*Reading text*.
_____
Another area where budget cuts are affecting public school athletic programs is in coaching.

Schools are losing good coaches due to layoffs, teachers giving up on coaching and quality walk-ons getting tougher to find and keep.

“Due to seniority issues, we lost two teacher-coaches this year,” Feldhaus said. “Our walk-on coaches are also feeling the pinch of cutting back their coaching time to make sure their day jobs are secure.”

He added, “When I was a student at DP in the ‘80s, most of the coaching positions were filled by DP staff members. Maybe someday we can go back to the days when more teachers were involved in extracurricular activities like coaching.”

Carpinteria Athletic Director John Ward is the boys basketball coach and is also a math teacher at the school.

Ward, who doubles as Carpinteria’s boys basketball coach, also has noticed the decline in on-campus coaches.

“Fewer teachers are interested in coaching than in the past, which means that there are more walk-on positions,” he said. “We are extremely lucky at Carpinteria in that many of our head coaches are teachers and the walk-on coaches we have are excellent.

“It is very difficult to find an outstanding coach who will sacrifice the incredible amount of time needed to run a successful program for the amount of money they get paid,” Ward continued. “A typical walk-on coach needs to be able to work three hours a day (usually in the afternoon), 5-6 days a week, for a period of three months, for approximately $2,000-$3,000. The other nine months a successful coach is still involved in his program, dedicating a lot of time and effort into all the things needed to keep a program working.”

With school districts cutting back on funding athletics, booster clubs are the saving grace for athletic directors and coaches.

Said Feldhaus, “At Dos Pueblos, due to the efforts of our school-wide athletic booster club, the Charger Associates, the athletic department will cover most travel expenses, the cost of officials and the game management cost for all our teams.”

It’s a collaborative effort at Carpinteria.

“We are very fortunate at Carpinteria High School in that we have great community support and a tremendous booster club,” Ward said. “Without the help from our boosters, we would have to make severe cuts in our athletic program. Most of our fundraising is done by the booster club. All of our individual sports are asked to help with the booster club fundraisers and are willingly doing it.”

Another issue some athletic directors face these days is athletes specializing in one sport.
_____
*Things to do*.
1) Answer these questions from the school athletics article, one per line:
(a) How many teacher-coaches did Feldhaus say Dos Pueblos lost this year because of seniority issues?
(b) About how much did Ward say a typical walk-on coach is paid?
(c) What is the name of the Dos Pueblos athletic booster club?
2) Please summarize the school athletics article in two sentences.
3) Carry on the school athletics article from its final sentence, about athletes specializing in one sport.
The entries have no connection to the school athletics article.

*Source data*.
_____
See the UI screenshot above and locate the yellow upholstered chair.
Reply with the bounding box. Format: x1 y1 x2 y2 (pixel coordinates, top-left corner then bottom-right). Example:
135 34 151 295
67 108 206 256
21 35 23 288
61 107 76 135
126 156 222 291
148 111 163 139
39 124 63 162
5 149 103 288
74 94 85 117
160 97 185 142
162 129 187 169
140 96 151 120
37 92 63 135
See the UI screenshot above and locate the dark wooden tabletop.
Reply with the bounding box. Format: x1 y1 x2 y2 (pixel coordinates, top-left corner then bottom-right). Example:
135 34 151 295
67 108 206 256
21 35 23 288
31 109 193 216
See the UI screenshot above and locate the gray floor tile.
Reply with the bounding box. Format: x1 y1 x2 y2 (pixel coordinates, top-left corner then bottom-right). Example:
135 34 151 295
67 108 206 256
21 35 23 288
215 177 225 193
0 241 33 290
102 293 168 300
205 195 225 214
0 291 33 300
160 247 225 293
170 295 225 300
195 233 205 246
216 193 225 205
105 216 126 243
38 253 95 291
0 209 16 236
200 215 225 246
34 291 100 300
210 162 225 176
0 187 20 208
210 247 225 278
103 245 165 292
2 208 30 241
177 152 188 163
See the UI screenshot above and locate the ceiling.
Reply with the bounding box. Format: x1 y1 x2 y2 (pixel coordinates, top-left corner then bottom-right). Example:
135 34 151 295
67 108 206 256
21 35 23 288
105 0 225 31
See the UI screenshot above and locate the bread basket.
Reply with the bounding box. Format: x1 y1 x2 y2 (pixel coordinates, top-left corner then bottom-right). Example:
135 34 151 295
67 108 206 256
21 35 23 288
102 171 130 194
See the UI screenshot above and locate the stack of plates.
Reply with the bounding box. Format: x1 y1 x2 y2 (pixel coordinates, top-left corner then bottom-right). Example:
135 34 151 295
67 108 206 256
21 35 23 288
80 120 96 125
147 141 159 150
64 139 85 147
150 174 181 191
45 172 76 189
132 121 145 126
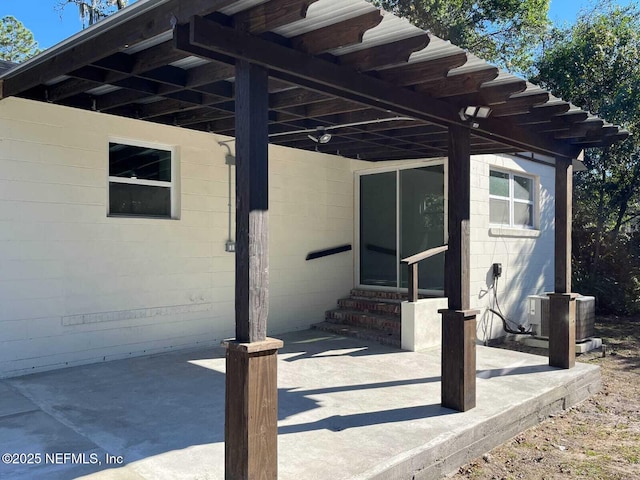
_____
*Outputs in order*.
1)
(a) Two
(b) Approximately $2,000-$3,000
(c) The Charger Associates

2) Budget cuts are affecting coaching in public school athletic programs: schools are losing teacher-coaches to layoffs, fewer teachers are interested in coaching, and good walk-on coaches are hard to find and keep given the time demanded for roughly $2,000-$3,000. Booster clubs have become the saving grace, with Dos Pueblos's Charger Associates covering most travel, officials and game management costs, and Carpinteria relying on its booster club for most of its fundraising.

3)
“There’s been a subtle change in emphasis of many high school programs from values education through team participation to more of a ‘club’ sport mentality where playing time and college scholarships are the main emphasis,” Ward said. “(But) I do not blame a lot of parents and athletes with college education costing what is does nowadays.”

Peeters said with CIF Southern Section rescinding the association rule, which allows a coach to work with athletes outside their given season, schools will probably see more athletes sticking to one sport.

Fortunately, for the coaches at Bishop, the majority of their student-athletes participate in multiple sports.

“The coaches at Bishop understand we must share our student-athletes, and embrace this reality,” Peeters said. “I am proud that student-athletes at Bishop can fully enjoy their high school experience, and benefit from the experience of playing multiple sports.”

Ransom has an issue with specialization from a medical point of view.

With a background as a former trainer in the NFL (New York Jets) and at a Division 1 university, Ransom said he’s “seen the number of athletes whose bodies fall apart before, or in their college career, increase significantly over the course of the last 15 years. And one of the factors that seem to crop up time and time again is the year-round club sport participation.

“Of course, most kids will improve their skills with dedication and hard work all year long, but at what cost?”

It may seem like a laundry list of concerns, but this is what athletic directors deal with day in and day out.

It’s become a tougher job, but they continue to do it for the benefit of the kids.